__Listing__
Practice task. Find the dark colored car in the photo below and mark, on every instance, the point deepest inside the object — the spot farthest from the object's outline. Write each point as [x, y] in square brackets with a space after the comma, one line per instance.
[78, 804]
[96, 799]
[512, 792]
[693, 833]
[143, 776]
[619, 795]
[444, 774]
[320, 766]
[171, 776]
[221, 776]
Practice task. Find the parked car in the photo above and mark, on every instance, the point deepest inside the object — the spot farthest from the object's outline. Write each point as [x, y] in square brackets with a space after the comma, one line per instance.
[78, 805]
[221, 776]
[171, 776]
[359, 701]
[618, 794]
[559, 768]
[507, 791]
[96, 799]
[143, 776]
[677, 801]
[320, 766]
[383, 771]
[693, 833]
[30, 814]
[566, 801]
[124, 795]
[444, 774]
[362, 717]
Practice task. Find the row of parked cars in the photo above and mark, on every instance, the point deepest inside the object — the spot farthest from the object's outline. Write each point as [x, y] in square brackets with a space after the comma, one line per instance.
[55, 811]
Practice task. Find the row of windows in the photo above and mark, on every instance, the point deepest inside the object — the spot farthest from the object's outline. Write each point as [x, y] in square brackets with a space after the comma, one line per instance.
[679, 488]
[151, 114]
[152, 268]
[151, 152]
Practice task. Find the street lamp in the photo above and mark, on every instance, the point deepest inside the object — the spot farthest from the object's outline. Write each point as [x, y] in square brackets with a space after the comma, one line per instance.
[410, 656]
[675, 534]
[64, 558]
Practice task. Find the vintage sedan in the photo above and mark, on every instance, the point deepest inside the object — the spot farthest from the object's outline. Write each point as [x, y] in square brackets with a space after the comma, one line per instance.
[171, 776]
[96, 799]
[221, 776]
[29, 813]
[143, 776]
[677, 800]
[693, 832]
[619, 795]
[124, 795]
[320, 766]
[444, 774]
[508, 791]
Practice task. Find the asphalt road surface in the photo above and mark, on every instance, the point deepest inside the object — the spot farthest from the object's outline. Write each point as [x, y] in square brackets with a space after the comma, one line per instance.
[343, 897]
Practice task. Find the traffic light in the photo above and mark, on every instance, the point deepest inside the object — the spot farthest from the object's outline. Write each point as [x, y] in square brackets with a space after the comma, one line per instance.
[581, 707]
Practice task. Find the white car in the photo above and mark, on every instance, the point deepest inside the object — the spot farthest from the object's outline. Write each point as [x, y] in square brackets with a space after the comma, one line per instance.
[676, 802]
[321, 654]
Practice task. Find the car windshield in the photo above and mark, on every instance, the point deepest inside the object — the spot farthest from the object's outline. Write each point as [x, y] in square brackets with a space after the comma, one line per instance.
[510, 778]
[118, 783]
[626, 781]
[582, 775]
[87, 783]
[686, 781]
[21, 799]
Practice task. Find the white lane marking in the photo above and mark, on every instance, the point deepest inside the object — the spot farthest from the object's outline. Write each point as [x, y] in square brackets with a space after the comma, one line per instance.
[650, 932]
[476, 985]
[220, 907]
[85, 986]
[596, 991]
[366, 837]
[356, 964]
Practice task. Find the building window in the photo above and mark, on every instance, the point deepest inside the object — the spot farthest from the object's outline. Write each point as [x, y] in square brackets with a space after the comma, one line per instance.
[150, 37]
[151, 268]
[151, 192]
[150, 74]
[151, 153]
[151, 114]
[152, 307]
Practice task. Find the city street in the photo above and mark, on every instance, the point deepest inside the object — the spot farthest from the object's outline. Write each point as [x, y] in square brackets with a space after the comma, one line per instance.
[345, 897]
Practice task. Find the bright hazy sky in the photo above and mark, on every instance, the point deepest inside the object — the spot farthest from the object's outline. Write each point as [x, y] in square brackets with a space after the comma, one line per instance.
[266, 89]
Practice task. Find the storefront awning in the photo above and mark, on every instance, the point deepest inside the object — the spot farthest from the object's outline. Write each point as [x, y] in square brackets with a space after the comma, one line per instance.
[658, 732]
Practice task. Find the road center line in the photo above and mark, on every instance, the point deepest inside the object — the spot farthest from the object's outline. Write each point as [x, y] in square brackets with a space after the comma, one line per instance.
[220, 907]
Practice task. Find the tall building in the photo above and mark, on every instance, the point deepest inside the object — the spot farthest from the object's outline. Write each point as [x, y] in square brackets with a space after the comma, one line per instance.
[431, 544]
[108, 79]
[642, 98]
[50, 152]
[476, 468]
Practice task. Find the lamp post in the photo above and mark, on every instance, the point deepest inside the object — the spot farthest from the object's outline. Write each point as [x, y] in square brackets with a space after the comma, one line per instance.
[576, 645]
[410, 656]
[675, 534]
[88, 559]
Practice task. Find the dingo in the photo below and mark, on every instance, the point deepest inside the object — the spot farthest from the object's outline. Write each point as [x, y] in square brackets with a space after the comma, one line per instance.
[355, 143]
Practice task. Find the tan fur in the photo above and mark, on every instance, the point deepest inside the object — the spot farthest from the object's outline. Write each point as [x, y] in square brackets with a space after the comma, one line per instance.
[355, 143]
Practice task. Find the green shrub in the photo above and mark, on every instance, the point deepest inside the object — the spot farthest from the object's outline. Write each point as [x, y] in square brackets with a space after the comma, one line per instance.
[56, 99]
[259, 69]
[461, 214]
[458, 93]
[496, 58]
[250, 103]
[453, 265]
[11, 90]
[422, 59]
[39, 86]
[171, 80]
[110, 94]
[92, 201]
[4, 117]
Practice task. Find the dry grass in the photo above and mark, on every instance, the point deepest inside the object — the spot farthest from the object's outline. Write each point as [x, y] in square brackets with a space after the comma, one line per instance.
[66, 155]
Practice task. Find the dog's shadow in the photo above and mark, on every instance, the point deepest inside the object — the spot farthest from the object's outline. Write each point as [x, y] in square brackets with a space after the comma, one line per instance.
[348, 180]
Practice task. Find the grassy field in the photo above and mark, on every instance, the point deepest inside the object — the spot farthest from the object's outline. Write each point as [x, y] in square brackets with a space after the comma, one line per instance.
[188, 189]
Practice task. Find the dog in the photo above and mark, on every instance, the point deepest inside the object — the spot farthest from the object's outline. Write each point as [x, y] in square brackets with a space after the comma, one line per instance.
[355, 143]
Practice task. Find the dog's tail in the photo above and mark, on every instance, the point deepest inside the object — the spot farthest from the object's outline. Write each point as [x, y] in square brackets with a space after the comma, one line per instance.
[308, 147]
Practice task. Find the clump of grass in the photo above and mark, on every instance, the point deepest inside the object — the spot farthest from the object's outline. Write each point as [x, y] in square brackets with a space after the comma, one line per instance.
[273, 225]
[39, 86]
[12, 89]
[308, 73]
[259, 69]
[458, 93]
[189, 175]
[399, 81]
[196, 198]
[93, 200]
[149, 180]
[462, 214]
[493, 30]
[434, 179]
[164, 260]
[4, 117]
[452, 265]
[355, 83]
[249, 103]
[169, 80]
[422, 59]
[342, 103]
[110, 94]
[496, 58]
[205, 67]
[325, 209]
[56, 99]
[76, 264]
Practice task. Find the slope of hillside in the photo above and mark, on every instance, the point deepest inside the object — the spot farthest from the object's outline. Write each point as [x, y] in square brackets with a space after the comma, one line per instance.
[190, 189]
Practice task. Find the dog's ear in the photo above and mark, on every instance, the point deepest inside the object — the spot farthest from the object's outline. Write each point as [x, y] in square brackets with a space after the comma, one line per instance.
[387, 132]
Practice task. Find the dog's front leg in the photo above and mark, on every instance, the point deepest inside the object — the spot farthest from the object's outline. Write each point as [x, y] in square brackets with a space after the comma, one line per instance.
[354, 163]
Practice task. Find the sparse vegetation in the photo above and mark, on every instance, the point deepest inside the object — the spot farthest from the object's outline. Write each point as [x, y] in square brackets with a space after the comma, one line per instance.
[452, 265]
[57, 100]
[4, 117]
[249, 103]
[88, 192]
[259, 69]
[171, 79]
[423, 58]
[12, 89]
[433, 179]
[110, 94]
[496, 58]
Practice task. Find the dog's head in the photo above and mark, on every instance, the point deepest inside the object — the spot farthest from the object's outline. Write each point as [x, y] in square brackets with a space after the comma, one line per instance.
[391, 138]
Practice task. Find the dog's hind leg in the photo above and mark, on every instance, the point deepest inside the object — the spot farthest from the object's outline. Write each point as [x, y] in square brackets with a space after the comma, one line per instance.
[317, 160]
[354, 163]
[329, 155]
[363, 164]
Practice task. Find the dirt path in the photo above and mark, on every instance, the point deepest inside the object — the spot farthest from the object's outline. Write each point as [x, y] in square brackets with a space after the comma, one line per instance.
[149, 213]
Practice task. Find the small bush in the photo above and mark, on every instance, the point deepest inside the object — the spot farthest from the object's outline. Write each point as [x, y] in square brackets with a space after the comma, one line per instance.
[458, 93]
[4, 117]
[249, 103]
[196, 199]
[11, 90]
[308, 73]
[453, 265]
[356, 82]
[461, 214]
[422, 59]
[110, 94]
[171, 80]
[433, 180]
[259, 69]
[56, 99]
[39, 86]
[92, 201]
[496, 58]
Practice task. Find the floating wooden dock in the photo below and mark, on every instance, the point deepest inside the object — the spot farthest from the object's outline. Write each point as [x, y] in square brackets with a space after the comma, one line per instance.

__Aim__
Give back exactly the lines from the one containing "Practice task. Find the dog's head" to the end of the material, both ends included.

__Written solution__
Practice task. Find the dog's head in the photo above and mark, on every instance, the point deepest inside the object — the spot farthest from the object's outline. Write each point as [x, y] in square brackets with a space after the comma, one line per instance.
[391, 138]
Practice task. Find the dog's hind leg in the photo above and mark, on every instance, the point deepest inside the object — the spot farthest from the object's outline. Write each point as [x, y] in square brackets with a space after the comma, one line per instance.
[317, 160]
[354, 163]
[329, 155]
[363, 164]
Practice task. Find the dirt path in the photo above and mark, on every instance, the point deepest inside the object — the spot farthest from the object's outline. Write each point as [x, y] in square brackets with a space after the comma, one line per instance.
[149, 213]
Practice task. Find the small bush in the photo above and mark, on every instance, the point deepest inside the object — the spot farthest from the object's outline. Write each point as [x, y] in square brackets with a space after the comma, one line per instance.
[458, 93]
[4, 117]
[249, 103]
[196, 199]
[11, 90]
[308, 73]
[453, 265]
[356, 82]
[461, 214]
[422, 59]
[110, 94]
[171, 80]
[433, 180]
[259, 69]
[56, 99]
[39, 86]
[92, 201]
[496, 58]
Practice task. Find the floating wooden dock in the photo below and mark, on every instance, the point deepest inside the object — the spot farthest from the object's outline. Write each point as [x, y] in square brackets with a space after the comma, one line per instance.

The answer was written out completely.